- **Data to examine**

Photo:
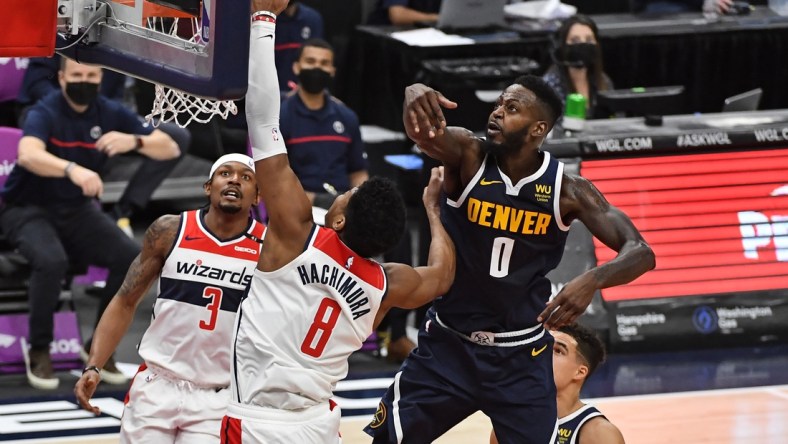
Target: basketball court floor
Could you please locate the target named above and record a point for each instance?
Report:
(720, 396)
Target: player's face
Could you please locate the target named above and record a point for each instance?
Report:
(233, 188)
(314, 57)
(566, 362)
(77, 72)
(580, 33)
(514, 120)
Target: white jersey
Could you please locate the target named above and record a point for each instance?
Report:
(200, 288)
(299, 324)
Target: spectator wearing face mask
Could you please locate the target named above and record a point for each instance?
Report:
(322, 135)
(577, 64)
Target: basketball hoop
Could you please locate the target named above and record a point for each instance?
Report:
(170, 104)
(174, 105)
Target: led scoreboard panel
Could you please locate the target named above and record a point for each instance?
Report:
(718, 222)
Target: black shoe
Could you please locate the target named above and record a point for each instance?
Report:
(38, 365)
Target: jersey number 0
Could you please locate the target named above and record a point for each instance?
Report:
(323, 324)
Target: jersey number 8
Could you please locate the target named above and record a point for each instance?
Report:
(325, 320)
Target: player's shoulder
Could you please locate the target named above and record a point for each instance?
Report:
(599, 430)
(162, 232)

- **To do**
Your copy should match the listing exactly, apart from the pictures it leaves out.

- **Answer section**
Photo:
Target: basketball court floor
Could you please locate the target named above and record a point for each instance?
Report:
(720, 396)
Target: player's face
Could you please locate the target named above and record a point for each instance?
Report:
(233, 188)
(314, 57)
(566, 362)
(77, 72)
(580, 33)
(514, 120)
Target: white jersey
Could you please locate the target named above and record a point for each instance?
Report:
(200, 288)
(299, 324)
Target: spectator wearing face mask
Could you please locate the target named above and record a point for each instance?
Report:
(322, 135)
(577, 64)
Target: basketball hoop
Could you please locate the target named above and record a point for each instance?
Report:
(170, 104)
(174, 105)
Target: led scoreboard panel
Could you please locate the target named above and record a point for each instance?
Report:
(718, 222)
Target: black shoe
Could you please locate the target named above and record a point for each instance?
Report:
(38, 365)
Target: jersey number 0
Could you please locate the target named above and record a point for each instance?
Report:
(323, 324)
Target: jersey number 8
Could you please locate the target named above and record a point for each instance?
Report:
(325, 320)
Target: player's shoulder
Could you please locate the target named above and record a point for each instance?
Report:
(599, 430)
(162, 232)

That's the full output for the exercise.